Foreside Fund Services, LLC, Distributor
Tidal ETF Services, Launch and Structure Partner
Leatherback Asset Management, Foreside Fund Services, and Tidal ETF Services are not affiliated.
Before investing you should carefully consider the Fund's investment objectives, risks, charges and expenses. This and other information is in the prospectus. A prospectus may be obtained by clicking here. Please read the prospectus carefully before you invest.
“Long” and “short” are investment terms used to describe ownership of securities. To buy securities is to “go long.” The opposite of going long is “selling short.” Short selling is an advanced trading strategy that involves selling a borrowed security. Short sellers make a profit if the price of the security goes down and they are able to buy the security at a lower amount than the price at which they sold the security short.
Since the Funds are actively managed they do not seek to replicate the performance of a specified index. The Funds therefore may have higher portfolio turnover and trading costs than index-based funds.
LBAY Risks: Investing involves risk, including the loss of principal. As with all ETFs, Fund shares may be bought and sold in the secondary market at market prices. The market price normally should approximate the Fund’s net asset value per share (NAV), but the market price sometimes may be higher or lower than the NAV. The Fund is new with a limited operating history. There are a limited number of financial institutions authorized to buy and sell shares directly with the Fund; and there may be a limited number of other liquidity providers in the marketplace. There is no assurance that Fund shares will trade at any volume, or at all, on any stock exchange. Low trading activity may result in shares trading at a material discount to NAV.
The Fund uses short sales and derivatives (options), both of which may involve substantial risk. The loss on a short sale is in principle unlimited since there is no upward limit on the price of a shorted asset. The potential loss from a derivative may be greater than the amount invested due to counter-party default; illiquidity; or other factors. The Fund may hold illiquid assets which may cause a loss if the Fund is unable to sell an asset at a beneficial time or price.
Through its investments in real estate investment trusts (REITs), the Fund is subject to the risks of investing in the real estate market, including decreases in property revenues, increases in interest rates, increases in property taxes and operating expenses, legal and regulatory changes, a lack of credit or capital, defaults by borrowers or tenants, environmental problems and natural disasters.
The Fund’s exposure to master limited parterships (MLPs) may subject the Fund to greater volatility than investments in traditional securities. The value of MLPs and MLP based exchange traded funds and notes may be affected by changes in overall market movements, commodity index volatility, changes in interest rates, or sectors affecting a particular industry or commodity, such as drought, floods, weather, livestock disease, embargoes, tariffs, and international economic, political and regulatory developments.
Business Development Companies (BDCs) generally invest in debt securities that are not rated by a credit rating agency and are considered below investment grade quality (“junk bonds”). Little public information generally exists for the type of companies in which a BDC may invest and, therefore, there is a risk that the Fund may not be able to make a fully informed evaluation of the BDC and its portfolio of investments.
The Fund is classified as “non-diversified” and may invest a relatively high percentage of its assets in a limited number of issuers. As a result, the fund may be more susceptible to a single adverse economic or regulatory occurrence affecting one or more of these issuers, experience increased volatility and be highly concentrated in certain issuers.

_Description of the task_:
Reproduce the fund disclosure word for word from "Before investing you" up to and including "before you invest.".

_Record excerpts_:

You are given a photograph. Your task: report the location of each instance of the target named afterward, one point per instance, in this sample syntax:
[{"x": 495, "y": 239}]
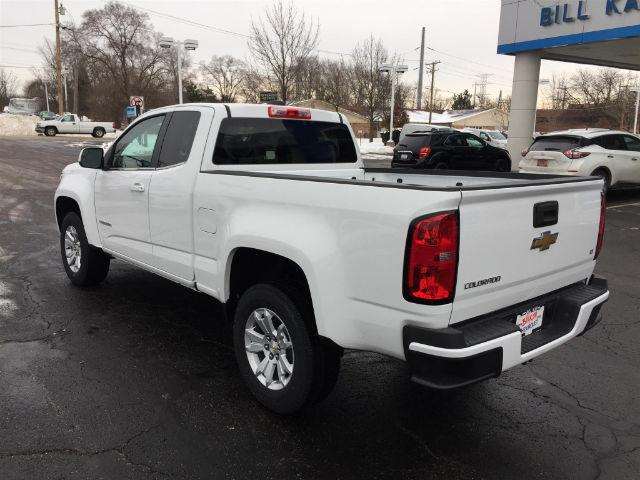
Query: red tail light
[
  {"x": 277, "y": 111},
  {"x": 431, "y": 261},
  {"x": 425, "y": 152},
  {"x": 603, "y": 211},
  {"x": 575, "y": 154}
]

_Task solution_:
Before investing you should carefully consider the Fund's investment objectives, risks, charges and expenses. This and other information is in the prospectus. A prospectus may be obtained by clicking here. Please read the prospectus carefully before you invest.